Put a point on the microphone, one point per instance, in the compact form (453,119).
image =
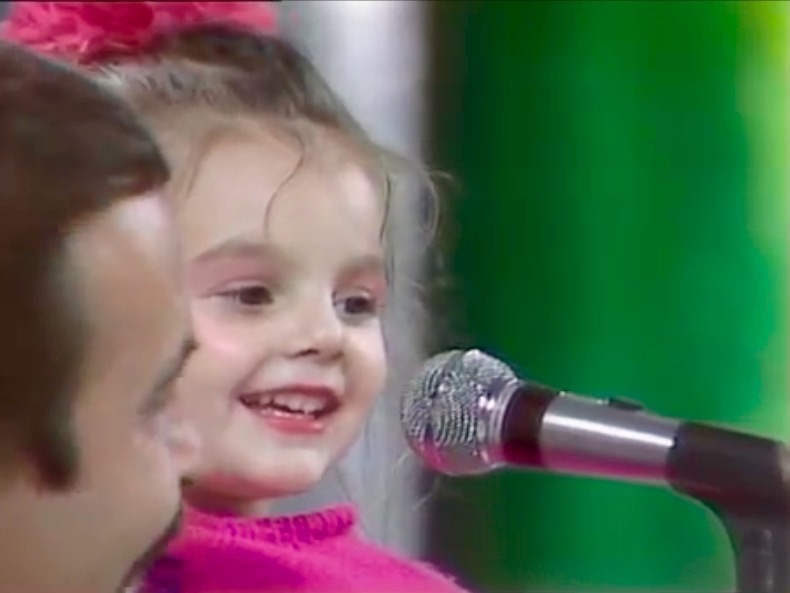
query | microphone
(467,413)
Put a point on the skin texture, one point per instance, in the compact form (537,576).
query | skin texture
(284,268)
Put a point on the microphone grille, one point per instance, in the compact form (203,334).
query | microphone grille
(443,415)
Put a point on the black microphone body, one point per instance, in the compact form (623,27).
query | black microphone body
(469,414)
(561,432)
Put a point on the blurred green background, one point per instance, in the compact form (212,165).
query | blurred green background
(621,229)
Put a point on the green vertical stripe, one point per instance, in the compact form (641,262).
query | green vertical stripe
(624,232)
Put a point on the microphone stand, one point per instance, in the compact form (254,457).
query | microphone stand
(761,545)
(744,480)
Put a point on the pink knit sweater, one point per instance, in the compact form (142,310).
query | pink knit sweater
(315,553)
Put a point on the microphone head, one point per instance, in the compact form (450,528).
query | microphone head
(444,411)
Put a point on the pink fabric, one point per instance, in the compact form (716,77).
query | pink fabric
(316,553)
(86,32)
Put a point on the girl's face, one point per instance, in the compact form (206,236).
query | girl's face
(286,294)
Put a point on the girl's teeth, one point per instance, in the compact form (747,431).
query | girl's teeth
(298,403)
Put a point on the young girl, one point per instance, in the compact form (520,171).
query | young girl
(283,204)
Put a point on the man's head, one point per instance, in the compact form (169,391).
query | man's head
(94,331)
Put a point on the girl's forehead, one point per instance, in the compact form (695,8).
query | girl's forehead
(249,184)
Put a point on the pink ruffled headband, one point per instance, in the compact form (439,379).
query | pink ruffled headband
(83,32)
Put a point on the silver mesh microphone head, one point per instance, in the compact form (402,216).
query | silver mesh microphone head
(447,412)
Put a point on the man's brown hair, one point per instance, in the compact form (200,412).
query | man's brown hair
(68,150)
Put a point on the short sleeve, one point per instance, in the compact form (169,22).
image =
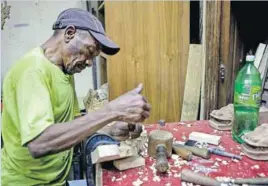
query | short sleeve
(76,104)
(34,105)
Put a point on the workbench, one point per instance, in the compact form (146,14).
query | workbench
(217,166)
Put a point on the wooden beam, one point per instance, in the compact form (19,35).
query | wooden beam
(211,33)
(192,84)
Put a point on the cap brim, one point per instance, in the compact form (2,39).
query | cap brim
(108,46)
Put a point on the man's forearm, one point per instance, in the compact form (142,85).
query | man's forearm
(62,136)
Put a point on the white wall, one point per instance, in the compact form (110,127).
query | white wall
(30,25)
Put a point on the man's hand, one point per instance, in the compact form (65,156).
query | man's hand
(131,107)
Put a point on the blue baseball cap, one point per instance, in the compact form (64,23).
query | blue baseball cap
(84,20)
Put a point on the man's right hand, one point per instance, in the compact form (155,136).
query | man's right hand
(131,107)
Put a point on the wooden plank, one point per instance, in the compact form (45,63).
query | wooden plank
(98,175)
(154,51)
(192,84)
(211,59)
(264,63)
(259,54)
(225,53)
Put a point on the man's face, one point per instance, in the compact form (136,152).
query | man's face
(79,50)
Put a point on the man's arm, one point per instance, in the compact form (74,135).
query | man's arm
(130,107)
(62,136)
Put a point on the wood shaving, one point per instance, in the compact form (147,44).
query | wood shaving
(255,167)
(138,182)
(261,174)
(216,164)
(156,178)
(145,179)
(235,160)
(174,156)
(223,179)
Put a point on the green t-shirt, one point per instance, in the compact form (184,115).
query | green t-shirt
(36,94)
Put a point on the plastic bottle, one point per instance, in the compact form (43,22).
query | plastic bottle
(247,98)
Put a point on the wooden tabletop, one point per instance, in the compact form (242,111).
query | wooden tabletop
(216,167)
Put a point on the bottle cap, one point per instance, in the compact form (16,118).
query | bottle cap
(161,122)
(250,58)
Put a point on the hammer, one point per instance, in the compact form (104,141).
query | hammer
(160,147)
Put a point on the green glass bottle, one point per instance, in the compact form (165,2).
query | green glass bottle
(247,98)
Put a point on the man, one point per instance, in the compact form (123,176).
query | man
(38,125)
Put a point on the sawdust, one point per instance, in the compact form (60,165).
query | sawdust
(223,179)
(145,179)
(216,164)
(156,178)
(138,182)
(235,160)
(255,167)
(174,156)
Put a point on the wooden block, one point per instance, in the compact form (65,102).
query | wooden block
(98,177)
(203,137)
(128,163)
(127,148)
(259,54)
(105,153)
(192,84)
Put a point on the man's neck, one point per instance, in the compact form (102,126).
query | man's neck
(52,51)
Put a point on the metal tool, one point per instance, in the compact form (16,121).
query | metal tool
(217,151)
(183,152)
(160,147)
(201,152)
(92,143)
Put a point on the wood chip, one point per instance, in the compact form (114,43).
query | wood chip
(138,182)
(156,178)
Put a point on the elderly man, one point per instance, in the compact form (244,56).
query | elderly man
(40,105)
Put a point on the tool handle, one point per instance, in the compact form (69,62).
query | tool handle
(257,181)
(183,152)
(161,164)
(201,152)
(190,176)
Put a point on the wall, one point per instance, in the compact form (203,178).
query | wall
(154,39)
(30,25)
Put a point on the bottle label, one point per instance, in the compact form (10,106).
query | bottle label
(248,95)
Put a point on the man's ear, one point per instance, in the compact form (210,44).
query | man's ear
(69,33)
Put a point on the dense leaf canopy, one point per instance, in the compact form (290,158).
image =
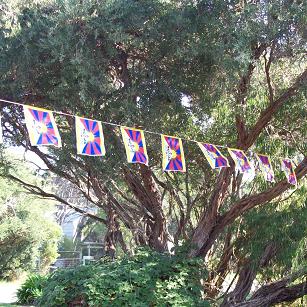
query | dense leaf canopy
(226,72)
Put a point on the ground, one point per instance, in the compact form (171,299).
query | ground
(8,292)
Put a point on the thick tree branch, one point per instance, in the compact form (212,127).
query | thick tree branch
(38,191)
(267,114)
============
> **Problem requirements**:
Give the entries above again in full and exactly, but not the pictures.

> **Solution below**:
Put a point on the microphone, one point per instance, in the compact form (453,119).
image =
query | microphone
(467,413)
Put a point on the skin texture, one point per instance, in the compact form (537,576).
query | skin texture
(284,268)
Put a point on the microphone grille, one point per instance, in the compact form (203,334).
query | microphone grille
(443,415)
Put a point on the black microphone body, one point per instance, in the compact form (623,27).
query | black microphone body
(469,414)
(561,432)
Put a point on the blurred green background, one point per instance, in the compact form (212,165).
query | blurred green background
(621,229)
Put a point on the green vertical stripe, one point per instance, in the compact form (641,262).
query | green vertical stripe
(624,232)
Put a point on the microphone stand, one point per instance, in the compact form (254,457).
query | microphone stand
(761,545)
(744,480)
Put a point on the pink knit sweater, one point per instance, in the compact form (142,310).
query | pink knit sweater
(315,553)
Put a point on the microphone head, one point per instance, in the compact form (450,528).
query | microphone head
(444,411)
Put a point on the pink fabric, one point per instance, in the compact form (716,77).
query | pink fabric
(316,553)
(86,32)
Put a point on the girl's face, one point per instance, in the compact form (206,236).
query | girl's face
(286,294)
Put a point on the girl's teeth, one point per instance, in the compact form (747,431).
query | girl's teeth
(298,403)
Put a point on the young girl, one point per instance, in the compact form (520,171).
query | young girl
(283,204)
Put a point on the man's head, one point per instance, in the compact form (169,391).
query | man's head
(94,331)
Put a point on the girl's forehead, one point per instance, in the compact form (695,8).
query | girl's forehead
(249,184)
Put a point on the pink ruffled headband, one point per instance, in the compact form (439,379).
query | pink ruffled headband
(83,32)
Put a point on the silver mesh microphone head, one point per instance, in the compact form (402,216).
query | silver mesh microphone head
(447,412)
Put a point on the man's brown hair, one point per instance, in the compact form (200,412).
query | man's brown hair
(68,150)
Put a point on the short sleeve, one point per instance, in the compact form (169,22).
image =
query | short sleeve
(76,104)
(34,105)
Put a point on the workbench, one point per instance, in the compact form (146,14).
query | workbench
(217,166)
Put a point on the wooden beam, one point per instance, in the compact form (19,35).
query | wooden beam
(211,33)
(192,84)
Put a point on the cap brim, one point per instance, in the compact form (2,39).
query | cap brim
(108,46)
Put a point on the man's forearm, one point per instance, in the compact form (142,85).
query | man's forearm
(62,136)
Put a point on the white wall, one point per instance, in the compact form (110,127).
query | white wall
(30,25)
Put a point on the man's hand, one point per instance, in the compact form (65,156).
query | man's hand
(131,107)
Put a point on the blue baseball cap, one point per instance, in the compact form (64,23).
query | blue baseball cap
(84,20)
Put a point on the man's right hand, one point per instance, in the compact form (155,136).
query | man's right hand
(131,107)
Put a point on the wooden plank, one point per instance, in the compact form (45,63).
query | wooden plank
(98,175)
(154,51)
(192,84)
(211,59)
(264,63)
(259,54)
(225,53)
Put a point on the man's face, one point per instance, in the compact form (136,152).
query | man's face
(79,50)
Put a point on the man's arm, one point per instance, in the compact form (74,135).
query | man's arm
(130,107)
(62,136)
Put a point on the wood shaving, one point per instance, in the compact form (147,44).
query | wood shaving
(255,167)
(138,182)
(261,174)
(216,164)
(156,178)
(145,179)
(235,160)
(174,156)
(223,179)
Put a point on the green t-shirt, one point per instance, in the compact form (184,115).
query | green t-shirt
(36,94)
Put a point on the plastic bottle, one point per instance, in the compact form (43,22).
query | plastic bottle
(247,98)
Put a point on the wooden tabletop, one point per instance, in the compact form (242,111).
query | wooden tabletop
(216,167)
Put a point on the bottle cap, one point per instance, in the compact form (16,118).
query | bottle cap
(161,122)
(250,58)
Put a point on the hammer, one point per instance, in the compact form (104,141).
query | hammer
(160,147)
Put a point on the green glass bottle, one point per instance, in the compact form (165,2).
query | green glass bottle
(247,98)
Put a point on the man, one point per instance, in the compact form (123,176).
query | man
(38,125)
Put a point on the sawdust, one point per instance, in the compact form (60,165).
query | sawdust
(223,179)
(145,179)
(216,164)
(156,178)
(138,182)
(235,160)
(255,167)
(174,156)
Put a point on the wooden block, one point per instance, in the compact form (65,102).
query | wooden block
(98,177)
(203,137)
(128,163)
(127,148)
(259,54)
(105,153)
(192,84)
Put a point on the man's neck, one point per instance, in the compact form (102,126).
query | man's neck
(52,51)
Put a point on the metal tool, one point per instance, in the compact form (16,121).
query | metal tool
(217,151)
(183,152)
(160,147)
(201,152)
(92,143)
Put a point on the wood chip, one point per instance, in the compact form (114,43).
query | wood chip
(138,182)
(156,178)
Put a point on the elderly man, one point per instance, in the compact form (244,56).
query | elderly man
(40,105)
Put a point on the tool handle, one point per instance, in the compact form (69,62).
query | tool handle
(257,181)
(183,152)
(161,164)
(201,152)
(190,176)
Put a point on the wall, one point per instance, in the compact form (203,178).
query | wall
(154,39)
(30,25)
Put a point on the bottle label, one point per instance, in the compact form (10,106).
query | bottle label
(248,95)
Put a point on the man's ear, one point per instance, in the compact form (210,44).
query | man's ear
(69,33)
Put a point on the dense leaf canopy, one point per instance, in the compact form (290,158).
image =
query | dense leaf canopy
(226,72)
Put a point on the ground, one point per instance, in the compact form (171,299).
query | ground
(8,292)
Put a point on the thick tree branch, one point per instance, in the compact form (212,127).
query | thick tree branch
(38,191)
(267,114)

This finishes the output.